Task instructions:
Print exactly, and only, the lines running from the line containing "of the wooden" through the end of the records below.

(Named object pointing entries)

━━━━━━━━

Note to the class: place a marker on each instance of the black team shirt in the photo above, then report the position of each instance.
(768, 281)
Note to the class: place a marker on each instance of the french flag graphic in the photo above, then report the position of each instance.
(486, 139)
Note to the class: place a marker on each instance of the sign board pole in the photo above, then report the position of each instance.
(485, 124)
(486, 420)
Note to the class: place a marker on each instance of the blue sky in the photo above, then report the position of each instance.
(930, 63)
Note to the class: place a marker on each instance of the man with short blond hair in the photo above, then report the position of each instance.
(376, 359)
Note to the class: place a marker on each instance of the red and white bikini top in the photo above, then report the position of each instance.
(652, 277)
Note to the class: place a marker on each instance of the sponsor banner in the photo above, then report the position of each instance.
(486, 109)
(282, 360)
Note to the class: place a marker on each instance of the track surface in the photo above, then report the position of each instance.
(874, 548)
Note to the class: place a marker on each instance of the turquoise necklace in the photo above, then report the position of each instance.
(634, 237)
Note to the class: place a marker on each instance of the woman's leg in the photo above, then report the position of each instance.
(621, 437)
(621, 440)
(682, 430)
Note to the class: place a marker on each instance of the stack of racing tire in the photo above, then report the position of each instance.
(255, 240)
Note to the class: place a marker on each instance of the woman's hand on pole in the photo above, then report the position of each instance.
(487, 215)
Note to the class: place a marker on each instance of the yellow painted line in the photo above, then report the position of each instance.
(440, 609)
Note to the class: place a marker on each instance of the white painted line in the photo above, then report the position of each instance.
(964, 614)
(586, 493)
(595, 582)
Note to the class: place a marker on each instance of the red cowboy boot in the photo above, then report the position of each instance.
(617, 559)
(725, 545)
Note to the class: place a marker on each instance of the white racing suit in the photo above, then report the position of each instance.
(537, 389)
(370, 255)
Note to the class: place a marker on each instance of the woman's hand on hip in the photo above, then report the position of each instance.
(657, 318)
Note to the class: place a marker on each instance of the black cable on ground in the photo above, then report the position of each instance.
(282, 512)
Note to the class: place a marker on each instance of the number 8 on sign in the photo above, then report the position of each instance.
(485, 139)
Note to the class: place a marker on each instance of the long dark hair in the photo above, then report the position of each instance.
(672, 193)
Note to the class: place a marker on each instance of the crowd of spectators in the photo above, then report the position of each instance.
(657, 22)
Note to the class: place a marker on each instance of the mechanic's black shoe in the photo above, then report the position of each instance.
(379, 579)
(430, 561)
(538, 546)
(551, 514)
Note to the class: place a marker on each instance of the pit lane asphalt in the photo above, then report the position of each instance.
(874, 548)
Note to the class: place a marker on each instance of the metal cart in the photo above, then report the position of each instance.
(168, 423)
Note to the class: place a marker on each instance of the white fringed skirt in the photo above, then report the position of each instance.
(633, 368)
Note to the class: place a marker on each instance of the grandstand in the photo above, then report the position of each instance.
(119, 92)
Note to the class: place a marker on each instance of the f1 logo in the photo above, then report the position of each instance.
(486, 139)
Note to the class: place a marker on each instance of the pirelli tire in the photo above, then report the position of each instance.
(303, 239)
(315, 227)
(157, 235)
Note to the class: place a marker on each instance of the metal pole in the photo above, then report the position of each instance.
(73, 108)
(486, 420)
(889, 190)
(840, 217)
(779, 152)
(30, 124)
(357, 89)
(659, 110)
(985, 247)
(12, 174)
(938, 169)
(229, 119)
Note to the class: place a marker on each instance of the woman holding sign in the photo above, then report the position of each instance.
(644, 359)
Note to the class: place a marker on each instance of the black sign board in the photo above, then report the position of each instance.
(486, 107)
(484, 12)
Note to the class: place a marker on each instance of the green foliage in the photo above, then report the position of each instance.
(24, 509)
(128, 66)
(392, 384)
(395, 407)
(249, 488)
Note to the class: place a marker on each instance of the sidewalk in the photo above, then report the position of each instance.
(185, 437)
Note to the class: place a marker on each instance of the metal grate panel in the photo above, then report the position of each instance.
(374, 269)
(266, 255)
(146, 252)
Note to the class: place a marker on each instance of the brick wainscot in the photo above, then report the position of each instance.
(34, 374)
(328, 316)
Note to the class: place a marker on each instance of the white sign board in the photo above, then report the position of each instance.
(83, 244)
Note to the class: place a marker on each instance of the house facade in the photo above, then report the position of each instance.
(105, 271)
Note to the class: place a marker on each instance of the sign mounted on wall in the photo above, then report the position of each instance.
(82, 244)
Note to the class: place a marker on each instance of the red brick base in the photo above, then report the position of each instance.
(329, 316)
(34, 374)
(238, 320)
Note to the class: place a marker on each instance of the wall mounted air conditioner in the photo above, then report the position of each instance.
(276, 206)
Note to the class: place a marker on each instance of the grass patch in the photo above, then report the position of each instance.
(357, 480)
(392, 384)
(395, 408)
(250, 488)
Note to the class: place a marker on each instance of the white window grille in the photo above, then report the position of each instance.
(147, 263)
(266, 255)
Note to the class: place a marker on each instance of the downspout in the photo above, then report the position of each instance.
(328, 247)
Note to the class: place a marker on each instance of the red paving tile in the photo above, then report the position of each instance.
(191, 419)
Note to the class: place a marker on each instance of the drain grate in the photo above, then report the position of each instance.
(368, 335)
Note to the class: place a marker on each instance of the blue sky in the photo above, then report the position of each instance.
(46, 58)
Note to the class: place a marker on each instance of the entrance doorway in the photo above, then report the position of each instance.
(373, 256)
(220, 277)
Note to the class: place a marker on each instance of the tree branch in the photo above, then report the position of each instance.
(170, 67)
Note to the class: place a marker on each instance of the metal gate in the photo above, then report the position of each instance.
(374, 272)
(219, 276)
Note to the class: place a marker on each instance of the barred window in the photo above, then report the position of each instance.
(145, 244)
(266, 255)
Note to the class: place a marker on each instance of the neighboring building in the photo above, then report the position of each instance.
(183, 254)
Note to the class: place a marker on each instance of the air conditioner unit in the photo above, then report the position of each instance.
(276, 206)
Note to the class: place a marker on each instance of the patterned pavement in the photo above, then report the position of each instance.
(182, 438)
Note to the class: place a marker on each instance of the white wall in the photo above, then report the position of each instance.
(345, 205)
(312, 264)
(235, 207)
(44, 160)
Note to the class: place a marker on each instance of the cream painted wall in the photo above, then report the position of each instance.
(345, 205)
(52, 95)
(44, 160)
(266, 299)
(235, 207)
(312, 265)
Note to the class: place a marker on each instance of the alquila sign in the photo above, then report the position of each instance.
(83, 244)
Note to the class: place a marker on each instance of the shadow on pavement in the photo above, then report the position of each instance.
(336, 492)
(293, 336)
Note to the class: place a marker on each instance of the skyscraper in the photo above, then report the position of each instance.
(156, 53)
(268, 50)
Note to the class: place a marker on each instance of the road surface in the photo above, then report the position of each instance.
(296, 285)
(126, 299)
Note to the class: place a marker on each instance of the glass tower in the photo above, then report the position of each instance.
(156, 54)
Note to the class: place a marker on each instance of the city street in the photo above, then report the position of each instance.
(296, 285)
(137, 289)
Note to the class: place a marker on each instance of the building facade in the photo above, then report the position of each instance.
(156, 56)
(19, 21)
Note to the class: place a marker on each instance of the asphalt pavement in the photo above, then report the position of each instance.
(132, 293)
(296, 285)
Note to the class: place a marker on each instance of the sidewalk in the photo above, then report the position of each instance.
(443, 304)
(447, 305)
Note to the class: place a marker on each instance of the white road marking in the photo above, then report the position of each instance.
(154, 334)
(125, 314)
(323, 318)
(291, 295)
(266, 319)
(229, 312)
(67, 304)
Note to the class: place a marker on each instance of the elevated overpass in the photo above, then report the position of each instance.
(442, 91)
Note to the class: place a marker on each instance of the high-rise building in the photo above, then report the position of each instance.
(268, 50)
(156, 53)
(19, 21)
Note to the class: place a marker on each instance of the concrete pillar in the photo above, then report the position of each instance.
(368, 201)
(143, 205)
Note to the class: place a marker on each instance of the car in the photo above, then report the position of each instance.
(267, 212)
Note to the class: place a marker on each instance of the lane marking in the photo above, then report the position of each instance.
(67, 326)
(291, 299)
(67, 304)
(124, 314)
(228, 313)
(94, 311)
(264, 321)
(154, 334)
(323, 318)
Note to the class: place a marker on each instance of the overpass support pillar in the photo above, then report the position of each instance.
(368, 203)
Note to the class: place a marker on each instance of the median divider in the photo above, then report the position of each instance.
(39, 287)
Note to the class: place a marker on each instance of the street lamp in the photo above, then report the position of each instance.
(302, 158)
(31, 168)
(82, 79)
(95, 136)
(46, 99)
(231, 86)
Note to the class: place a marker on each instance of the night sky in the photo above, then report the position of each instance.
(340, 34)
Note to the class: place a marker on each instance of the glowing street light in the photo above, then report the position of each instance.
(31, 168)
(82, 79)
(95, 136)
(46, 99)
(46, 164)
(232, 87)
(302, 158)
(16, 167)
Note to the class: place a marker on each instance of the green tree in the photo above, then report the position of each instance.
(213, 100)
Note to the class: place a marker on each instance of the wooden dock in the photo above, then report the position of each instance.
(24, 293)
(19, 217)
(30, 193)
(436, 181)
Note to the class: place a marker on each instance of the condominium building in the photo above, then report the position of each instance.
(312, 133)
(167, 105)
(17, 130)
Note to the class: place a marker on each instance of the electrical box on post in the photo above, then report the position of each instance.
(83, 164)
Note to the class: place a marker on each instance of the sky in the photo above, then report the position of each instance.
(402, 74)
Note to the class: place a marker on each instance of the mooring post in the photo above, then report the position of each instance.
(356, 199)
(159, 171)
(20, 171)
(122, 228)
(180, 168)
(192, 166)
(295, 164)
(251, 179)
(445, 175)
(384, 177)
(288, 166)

━━━━━━━━

Result:
Note to the class: place a marker on each instance of the wooden dock in the photo above, then report the position of each instance.
(24, 293)
(19, 217)
(30, 193)
(436, 181)
Note to the class: place a marker on each instance of the condominium building in the photo above, then report the position of each instance.
(312, 133)
(167, 105)
(17, 130)
Note to the class: place a marker on each instance of the electrical box on post in the photo above, then report the position of each instance.
(83, 164)
Note to the class: place a marker on each instance of the sky in the photo above, then report the position of each instance.
(402, 74)
Note to the class: place a marker on each instance of the mooring post in the photo above, then report the position of each instance.
(356, 199)
(159, 171)
(20, 171)
(122, 228)
(180, 168)
(192, 166)
(295, 164)
(251, 179)
(445, 175)
(384, 177)
(288, 166)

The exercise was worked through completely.